## Task directions
Decide whether each statement below agrees with the poster abstract, answering yes or no and quoting the exact words of the poster abstract that settle it. (a) EGGD-1 forms perinuclear granules when expressed as a transgene in somatic cells. (b) Germ granules sit at the nuclear periphery of germ cells in worms but not in mammals. (c) The mechanism of germ granule localization has already been worked out.

## Reading passage
Poster abstracts

Poster number 37 submitted by Ian Price

A new phase in germ granule biology: using a novel two-component system to interrogate the mechanisms of germ granule formation and localization in C. elegans

Ian F. Price (OSBP), Wen Tang (Biological Chemistry and Pharmacology)

Abstract:
Ribonucleoprotein condensates (RNPCs) are liquid-like membraneless organelles which are assembled by weak, multivalent protein-protein and protein-RNA interactions. RNPCs such as nucleoli, stress granules, and P bodies are involved in RNA processing and metabolisms. In animals, germ cells—which give rise to sperm and egg—invariably contain RNPCs called germ granules. Germ granules promote diverse cellular processes required for successful reproduction, from silencing of mobile genomic elements to transmission of maternal RNAs and epigenetic information to offspring. One remarkable feature of germ granules is the absolute conservation of their localization: from worms to mammals, germ granules localize to the nuclear periphery of germ cells. The mechanism of germ granule localization remains elusive, though previous reports in flies, mice, and nematodes demonstrated that proteins containing LOTUS domains, and conserved Vasa RNA helicases are required for germ granule localization. We recently identified a LOTUS domain protein in Caenorhabditis elegans required for germ granule localization, called EGGD-1/MIP-1. Uniquely, EGGD-1 forms perinuclear granules when expressed as a transgene in somatic cells. We find that C. elegans Vasa protein, GLH-1, is recruited to perinuclear granules when co-expressed with EGGD-1, representing a minimal two-component model for germ granules. This model presents a significant opportunity to understand how EGGD-1 and GLH-1 function together to localize germ granules, because genetic redundancy often obscures the impact of mutations in native germ granules. Our ongoing work leverages this model of C. elegans germ granules to determine how EGGD-1 and GLH-1 promote the formation of perinuclear granules using mutational analysis and fluorescence microscopy. Considering the conservation of LOTUS domain proteins and Vasa helicases, our findings will likely provide broad insight to the mechanism of germ granule localization.

## Input data

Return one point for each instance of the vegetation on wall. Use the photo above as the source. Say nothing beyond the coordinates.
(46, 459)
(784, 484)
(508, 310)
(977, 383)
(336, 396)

## The answer
(a) Yes: "Uniquely, EGGD-1 forms perinuclear granules when expressed as a transgene in somatic cells."
(b) No: "from worms to mammals, germ granules localize to the nuclear periphery of germ cells."
(c) No: "The mechanism of germ granule localization remains elusive"